> [Your task] Render every line of the listing as a Markdown table with two columns, n for the row number and Line for the text of that line. Leave out any blank lines.

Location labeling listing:
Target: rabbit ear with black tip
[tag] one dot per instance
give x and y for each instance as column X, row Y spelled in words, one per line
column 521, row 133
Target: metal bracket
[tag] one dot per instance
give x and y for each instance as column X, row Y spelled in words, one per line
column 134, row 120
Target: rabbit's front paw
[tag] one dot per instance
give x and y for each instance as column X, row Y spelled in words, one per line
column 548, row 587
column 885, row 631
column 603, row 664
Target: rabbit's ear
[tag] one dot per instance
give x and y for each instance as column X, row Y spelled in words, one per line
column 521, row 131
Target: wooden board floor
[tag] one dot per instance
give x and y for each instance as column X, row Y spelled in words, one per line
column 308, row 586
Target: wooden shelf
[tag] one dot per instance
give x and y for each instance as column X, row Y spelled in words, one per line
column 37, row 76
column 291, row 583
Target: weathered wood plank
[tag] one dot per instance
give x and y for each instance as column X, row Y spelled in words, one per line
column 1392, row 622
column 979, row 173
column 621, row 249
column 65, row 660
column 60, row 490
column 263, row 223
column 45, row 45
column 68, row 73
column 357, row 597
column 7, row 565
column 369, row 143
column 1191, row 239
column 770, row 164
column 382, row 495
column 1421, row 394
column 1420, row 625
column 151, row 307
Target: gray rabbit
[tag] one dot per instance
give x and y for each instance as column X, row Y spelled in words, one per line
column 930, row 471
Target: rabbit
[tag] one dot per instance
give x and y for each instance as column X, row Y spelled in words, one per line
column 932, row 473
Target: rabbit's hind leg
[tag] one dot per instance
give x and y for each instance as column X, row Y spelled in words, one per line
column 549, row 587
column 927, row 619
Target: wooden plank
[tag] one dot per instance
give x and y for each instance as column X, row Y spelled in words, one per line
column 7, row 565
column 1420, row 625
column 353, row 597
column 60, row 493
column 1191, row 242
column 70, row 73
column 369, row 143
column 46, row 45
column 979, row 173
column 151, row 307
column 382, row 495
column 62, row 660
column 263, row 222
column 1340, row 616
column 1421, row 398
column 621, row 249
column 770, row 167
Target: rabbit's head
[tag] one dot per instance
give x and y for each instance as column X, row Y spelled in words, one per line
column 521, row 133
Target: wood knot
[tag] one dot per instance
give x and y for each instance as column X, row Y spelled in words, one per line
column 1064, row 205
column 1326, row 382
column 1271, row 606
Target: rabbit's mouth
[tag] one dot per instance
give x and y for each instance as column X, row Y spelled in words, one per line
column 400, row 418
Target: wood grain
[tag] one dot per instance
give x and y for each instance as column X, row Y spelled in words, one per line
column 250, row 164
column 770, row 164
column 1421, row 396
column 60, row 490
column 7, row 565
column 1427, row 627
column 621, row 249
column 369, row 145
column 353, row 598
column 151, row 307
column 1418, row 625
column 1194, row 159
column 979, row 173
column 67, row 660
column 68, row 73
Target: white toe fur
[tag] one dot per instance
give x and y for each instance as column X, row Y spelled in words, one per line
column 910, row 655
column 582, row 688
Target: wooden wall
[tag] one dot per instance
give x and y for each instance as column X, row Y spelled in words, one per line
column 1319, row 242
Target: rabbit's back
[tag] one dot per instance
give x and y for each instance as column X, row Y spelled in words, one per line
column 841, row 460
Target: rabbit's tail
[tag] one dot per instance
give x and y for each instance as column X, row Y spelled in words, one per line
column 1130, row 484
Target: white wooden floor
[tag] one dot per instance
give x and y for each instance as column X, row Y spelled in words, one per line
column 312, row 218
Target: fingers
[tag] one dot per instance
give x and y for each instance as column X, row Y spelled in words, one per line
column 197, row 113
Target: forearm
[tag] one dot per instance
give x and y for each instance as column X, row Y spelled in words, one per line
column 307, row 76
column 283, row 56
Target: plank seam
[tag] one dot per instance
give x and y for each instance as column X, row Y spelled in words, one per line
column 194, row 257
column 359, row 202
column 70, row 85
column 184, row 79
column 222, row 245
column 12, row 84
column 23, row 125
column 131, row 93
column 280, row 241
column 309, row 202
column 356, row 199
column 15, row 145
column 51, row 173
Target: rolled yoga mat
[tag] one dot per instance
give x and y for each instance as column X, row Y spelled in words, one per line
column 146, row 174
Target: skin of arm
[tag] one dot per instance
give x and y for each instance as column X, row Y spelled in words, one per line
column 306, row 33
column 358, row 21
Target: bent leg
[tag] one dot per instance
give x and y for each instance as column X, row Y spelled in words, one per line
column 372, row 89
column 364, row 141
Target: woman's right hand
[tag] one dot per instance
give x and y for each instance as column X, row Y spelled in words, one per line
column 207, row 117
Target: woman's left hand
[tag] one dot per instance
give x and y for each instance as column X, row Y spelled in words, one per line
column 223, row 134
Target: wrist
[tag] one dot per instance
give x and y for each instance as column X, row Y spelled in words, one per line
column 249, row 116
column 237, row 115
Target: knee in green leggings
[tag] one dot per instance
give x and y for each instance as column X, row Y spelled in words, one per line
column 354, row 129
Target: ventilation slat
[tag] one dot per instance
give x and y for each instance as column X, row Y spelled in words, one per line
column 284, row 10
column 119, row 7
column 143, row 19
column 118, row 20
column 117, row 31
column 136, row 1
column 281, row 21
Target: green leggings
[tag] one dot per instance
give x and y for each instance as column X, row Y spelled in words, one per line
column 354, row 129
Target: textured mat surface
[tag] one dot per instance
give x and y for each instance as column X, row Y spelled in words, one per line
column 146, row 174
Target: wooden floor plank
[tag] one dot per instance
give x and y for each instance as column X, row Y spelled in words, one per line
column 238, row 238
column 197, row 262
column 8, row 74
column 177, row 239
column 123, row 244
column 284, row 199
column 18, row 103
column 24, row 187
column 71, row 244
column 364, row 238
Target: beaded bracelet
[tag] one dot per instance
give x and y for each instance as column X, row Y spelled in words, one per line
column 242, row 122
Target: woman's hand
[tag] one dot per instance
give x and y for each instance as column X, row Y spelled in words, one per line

> [Final answer]
| n | Line |
|---|---|
| 1 | Target: rabbit ear with black tip |
| 2 | [tag] one dot per instance |
| 3 | give x and y for each instance as column X, row Y spelled in words, one per line |
| 4 | column 521, row 133 |
| 5 | Target: metal bracket |
| 6 | [tag] one dot per instance |
| 7 | give x and y for each instance as column X, row Y spelled in words, one per line |
| 8 | column 134, row 120 |
| 9 | Target: rabbit's front paw |
| 10 | [tag] one dot per instance |
| 11 | give x and y for each instance as column X, row Y spelled in words, one per line |
| 12 | column 548, row 587 |
| 13 | column 885, row 631 |
| 14 | column 603, row 664 |
| 15 | Target: rabbit's ear |
| 16 | [tag] one dot per instance |
| 17 | give x and y for each instance as column X, row Y spelled in words, one per line |
| 18 | column 521, row 131 |
| 19 | Target: wooden board floor |
| 20 | [tag] one dot per instance |
| 21 | give x and y for each instance as column X, row Y spelled in words, one per line |
| 22 | column 308, row 586 |
| 23 | Target: wooden shelf |
| 24 | [tag] one dot per instance |
| 25 | give x and y for each instance as column X, row Y spelled in words, one per line |
| 26 | column 37, row 76 |
| 27 | column 291, row 583 |
| 28 | Target: weathered wood plank |
| 29 | [tag] one dot per instance |
| 30 | give x and y for each instance as column X, row Y spelled in words, one per line |
| 31 | column 1392, row 622 |
| 32 | column 979, row 173 |
| 33 | column 621, row 249 |
| 34 | column 65, row 660 |
| 35 | column 60, row 490 |
| 36 | column 263, row 223 |
| 37 | column 45, row 45 |
| 38 | column 68, row 73 |
| 39 | column 357, row 597 |
| 40 | column 7, row 565 |
| 41 | column 369, row 143 |
| 42 | column 1191, row 239 |
| 43 | column 770, row 164 |
| 44 | column 382, row 495 |
| 45 | column 1421, row 394 |
| 46 | column 1420, row 625 |
| 47 | column 151, row 307 |
| 48 | Target: gray rabbit |
| 49 | [tag] one dot per instance |
| 50 | give x and y for each instance as column X, row Y spelled in words, one per line |
| 51 | column 930, row 471 |
| 52 | Target: rabbit |
| 53 | [tag] one dot per instance |
| 54 | give x and y for each instance as column X, row Y spelled in words, one per line |
| 55 | column 932, row 473 |
| 56 | Target: rabbit's hind leg |
| 57 | [tag] one dot per instance |
| 58 | give x and y for each instance as column X, row Y spelled in words, one per line |
| 59 | column 549, row 587 |
| 60 | column 927, row 619 |
| 61 | Target: wooden plank |
| 62 | [tag] one dot per instance |
| 63 | give x and y for each instance as column X, row Y spelled in words, one per line |
| 64 | column 7, row 565 |
| 65 | column 1420, row 625 |
| 66 | column 353, row 597 |
| 67 | column 60, row 493 |
| 68 | column 1191, row 242 |
| 69 | column 70, row 73 |
| 70 | column 369, row 143 |
| 71 | column 46, row 45 |
| 72 | column 979, row 173 |
| 73 | column 151, row 307 |
| 74 | column 382, row 495 |
| 75 | column 62, row 660 |
| 76 | column 263, row 222 |
| 77 | column 1340, row 616 |
| 78 | column 1421, row 398 |
| 79 | column 621, row 249 |
| 80 | column 770, row 167 |
| 81 | Target: rabbit's head |
| 82 | [tag] one dot per instance |
| 83 | give x and y for each instance as column X, row Y spelled in words, one per line |
| 84 | column 521, row 133 |
| 85 | Target: wood knot |
| 86 | [tag] one dot per instance |
| 87 | give x and y for each instance as column X, row Y spelled in words, one per line |
| 88 | column 1064, row 205 |
| 89 | column 1326, row 382 |
| 90 | column 1271, row 606 |
| 91 | Target: rabbit's mouth |
| 92 | [tag] one dot per instance |
| 93 | give x and y for each instance as column X, row Y spelled in words, one per line |
| 94 | column 400, row 418 |
| 95 | Target: wood grain |
| 96 | [tag] one dot per instance |
| 97 | give x and y for each instance as column X, row Y spelled in words, one per line |
| 98 | column 250, row 164 |
| 99 | column 770, row 164 |
| 100 | column 1421, row 396 |
| 101 | column 60, row 490 |
| 102 | column 7, row 565 |
| 103 | column 1427, row 627 |
| 104 | column 621, row 249 |
| 105 | column 369, row 145 |
| 106 | column 353, row 598 |
| 107 | column 151, row 307 |
| 108 | column 1418, row 625 |
| 109 | column 1194, row 159 |
| 110 | column 979, row 173 |
| 111 | column 67, row 660 |
| 112 | column 68, row 73 |
| 113 | Target: white toe fur |
| 114 | [tag] one dot per instance |
| 115 | give x and y for each instance as column X, row Y spelled in words, one per line |
| 116 | column 910, row 655 |
| 117 | column 582, row 688 |
| 118 | Target: wooden wall |
| 119 | [tag] one dot per instance |
| 120 | give x and y for each instance as column X, row Y spelled in words, one per line |
| 121 | column 1319, row 242 |
| 122 | Target: rabbit's back |
| 123 | [tag] one dot per instance |
| 124 | give x and y for each instance as column X, row Y spelled in words, one per line |
| 125 | column 841, row 460 |
| 126 | Target: rabbit's tail |
| 127 | [tag] one dot per instance |
| 128 | give x and y for each instance as column X, row Y spelled in words, one per line |
| 129 | column 1130, row 484 |
| 130 | Target: white wooden floor |
| 131 | [tag] one dot per instance |
| 132 | give x and y for each instance as column X, row Y spelled in words, one per line |
| 133 | column 312, row 218 |
| 134 | Target: fingers |
| 135 | [tag] one dot per instance |
| 136 | give x and y for each instance as column X, row Y spelled in words, one per line |
| 137 | column 197, row 113 |
| 138 | Target: forearm |
| 139 | [tag] one dot per instance |
| 140 | give x and y for each instance as column X, row Y spelled in words, one per line |
| 141 | column 307, row 76 |
| 142 | column 283, row 56 |
| 143 | Target: plank seam |
| 144 | [tag] one dot per instance |
| 145 | give x and y for each instance as column X, row Y spelled in words, one per line |
| 146 | column 194, row 257 |
| 147 | column 359, row 202 |
| 148 | column 70, row 85 |
| 149 | column 184, row 79 |
| 150 | column 222, row 245 |
| 151 | column 12, row 84 |
| 152 | column 23, row 125 |
| 153 | column 131, row 93 |
| 154 | column 280, row 241 |
| 155 | column 309, row 202 |
| 156 | column 356, row 199 |
| 157 | column 15, row 145 |
| 158 | column 51, row 173 |
| 159 | Target: rolled yoga mat |
| 160 | [tag] one dot per instance |
| 161 | give x and y for each instance as column X, row Y spelled in words, one per line |
| 162 | column 146, row 174 |
| 163 | Target: skin of arm |
| 164 | [tag] one dot per instance |
| 165 | give x and y for each instance as column X, row Y spelled in words, one per line |
| 166 | column 306, row 33 |
| 167 | column 358, row 21 |
| 168 | Target: bent leg |
| 169 | [tag] one dot per instance |
| 170 | give x and y for each instance as column X, row Y spelled in words, one per line |
| 171 | column 372, row 89 |
| 172 | column 364, row 141 |
| 173 | Target: woman's right hand |
| 174 | [tag] one dot per instance |
| 175 | give x and y for each instance as column X, row Y spelled in words, one per line |
| 176 | column 207, row 117 |
| 177 | Target: woman's left hand |
| 178 | [tag] one dot per instance |
| 179 | give x and y for each instance as column X, row Y spelled in words, one per line |
| 180 | column 223, row 134 |
| 181 | Target: wrist |
| 182 | [tag] one dot per instance |
| 183 | give x and y for each instance as column X, row Y spelled in words, one per line |
| 184 | column 249, row 116 |
| 185 | column 237, row 115 |
| 186 | Target: knee in green leggings |
| 187 | [tag] one dot per instance |
| 188 | give x and y for each instance as column X, row Y spelled in words, one per line |
| 189 | column 354, row 129 |
| 190 | Target: ventilation slat |
| 191 | [tag] one dot per instance |
| 192 | give x and y for each instance as column X, row Y spelled in words, one per line |
| 193 | column 284, row 10 |
| 194 | column 119, row 7 |
| 195 | column 143, row 19 |
| 196 | column 118, row 20 |
| 197 | column 117, row 31 |
| 198 | column 136, row 1 |
| 199 | column 281, row 21 |
| 200 | Target: green leggings |
| 201 | [tag] one dot per instance |
| 202 | give x and y for each instance as column X, row Y spelled in words, one per line |
| 203 | column 354, row 129 |
| 204 | Target: textured mat surface |
| 205 | [tag] one dot per instance |
| 206 | give x and y for each instance as column X, row Y spelled in words, one per line |
| 207 | column 146, row 174 |
| 208 | Target: wooden floor plank |
| 209 | [tag] one dot per instance |
| 210 | give x and y for each instance as column X, row Y spelled in words, one per line |
| 211 | column 238, row 238 |
| 212 | column 197, row 262 |
| 213 | column 8, row 74 |
| 214 | column 177, row 239 |
| 215 | column 123, row 244 |
| 216 | column 284, row 199 |
| 217 | column 18, row 103 |
| 218 | column 24, row 187 |
| 219 | column 71, row 244 |
| 220 | column 364, row 238 |
| 221 | Target: beaded bracelet |
| 222 | [tag] one dot per instance |
| 223 | give x and y for each instance as column X, row Y spelled in words, one per line |
| 224 | column 242, row 122 |
| 225 | Target: woman's hand |
| 226 | [tag] one dot per instance |
| 227 | give x and y for each instance as column X, row Y spelled in words, one per line |